● Task requirements: Copy the listing below line for line, keeping every character the same.

---------- Data to process

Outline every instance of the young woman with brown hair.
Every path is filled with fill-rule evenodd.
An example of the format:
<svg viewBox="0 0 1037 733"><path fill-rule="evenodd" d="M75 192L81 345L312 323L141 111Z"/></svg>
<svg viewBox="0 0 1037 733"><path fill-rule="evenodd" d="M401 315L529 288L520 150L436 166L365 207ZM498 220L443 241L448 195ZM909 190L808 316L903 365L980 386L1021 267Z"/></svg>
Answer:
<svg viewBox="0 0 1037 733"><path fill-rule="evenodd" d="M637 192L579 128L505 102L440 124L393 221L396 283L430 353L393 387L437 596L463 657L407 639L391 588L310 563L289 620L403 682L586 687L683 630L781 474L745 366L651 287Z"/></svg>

--------------------

● Answer to the exercise:
Outline every instance of the young woman with brown hair.
Every path is filled with fill-rule evenodd.
An example of the format:
<svg viewBox="0 0 1037 733"><path fill-rule="evenodd" d="M75 192L81 345L312 323L141 111Z"/></svg>
<svg viewBox="0 0 1037 733"><path fill-rule="evenodd" d="M401 315L529 288L520 150L436 166L365 207ZM498 220L443 241L448 195ZM909 190L808 316L903 365L980 386L1021 267Z"/></svg>
Answer:
<svg viewBox="0 0 1037 733"><path fill-rule="evenodd" d="M637 192L579 128L505 102L440 124L393 221L396 283L430 353L393 387L437 596L463 657L407 639L391 588L310 563L289 620L403 682L586 687L683 630L781 474L745 366L651 287Z"/></svg>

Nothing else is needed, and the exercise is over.